## Prompt
Copy each line below that includes "purple".

── Data for processing ──

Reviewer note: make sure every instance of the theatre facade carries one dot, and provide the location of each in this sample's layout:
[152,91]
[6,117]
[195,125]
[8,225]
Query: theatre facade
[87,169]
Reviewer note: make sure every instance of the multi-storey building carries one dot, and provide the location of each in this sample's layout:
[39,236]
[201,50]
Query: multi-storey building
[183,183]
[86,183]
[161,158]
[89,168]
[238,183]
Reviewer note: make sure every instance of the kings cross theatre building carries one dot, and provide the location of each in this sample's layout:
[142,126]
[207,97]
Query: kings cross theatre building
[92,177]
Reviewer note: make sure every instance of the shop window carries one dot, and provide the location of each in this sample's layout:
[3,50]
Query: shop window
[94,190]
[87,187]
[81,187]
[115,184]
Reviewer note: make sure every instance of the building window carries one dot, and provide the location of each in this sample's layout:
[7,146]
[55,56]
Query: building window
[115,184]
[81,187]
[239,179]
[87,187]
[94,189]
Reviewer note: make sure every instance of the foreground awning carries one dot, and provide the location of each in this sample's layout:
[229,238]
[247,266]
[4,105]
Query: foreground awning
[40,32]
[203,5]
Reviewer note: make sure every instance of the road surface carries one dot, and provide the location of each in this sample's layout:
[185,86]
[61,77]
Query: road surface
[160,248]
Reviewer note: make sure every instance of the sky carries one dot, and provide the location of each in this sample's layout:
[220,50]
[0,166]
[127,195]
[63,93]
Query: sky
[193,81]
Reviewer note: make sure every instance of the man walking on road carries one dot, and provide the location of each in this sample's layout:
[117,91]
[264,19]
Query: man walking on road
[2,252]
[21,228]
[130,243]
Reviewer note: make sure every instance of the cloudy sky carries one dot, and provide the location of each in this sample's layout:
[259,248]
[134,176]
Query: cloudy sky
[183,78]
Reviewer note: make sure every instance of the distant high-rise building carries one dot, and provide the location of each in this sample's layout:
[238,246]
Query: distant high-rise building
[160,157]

───
── Data for processing ──

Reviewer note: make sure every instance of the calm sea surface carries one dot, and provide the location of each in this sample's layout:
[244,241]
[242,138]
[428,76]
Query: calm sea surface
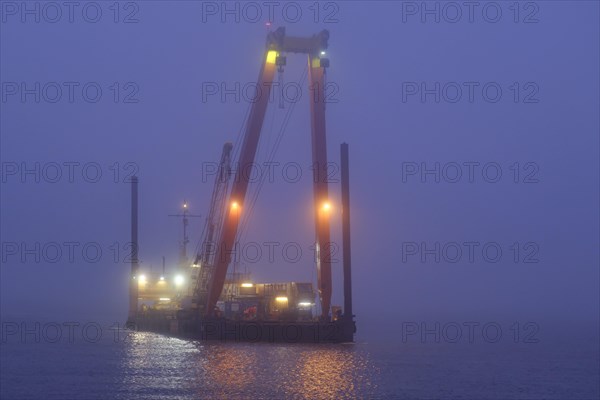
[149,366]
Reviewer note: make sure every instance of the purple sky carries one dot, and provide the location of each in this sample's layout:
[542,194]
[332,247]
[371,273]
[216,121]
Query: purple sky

───

## Answer space
Reviewer note: make sure every instance of the purple sky carries one dot, and provide the location of each in this sample's layout:
Query: purple sky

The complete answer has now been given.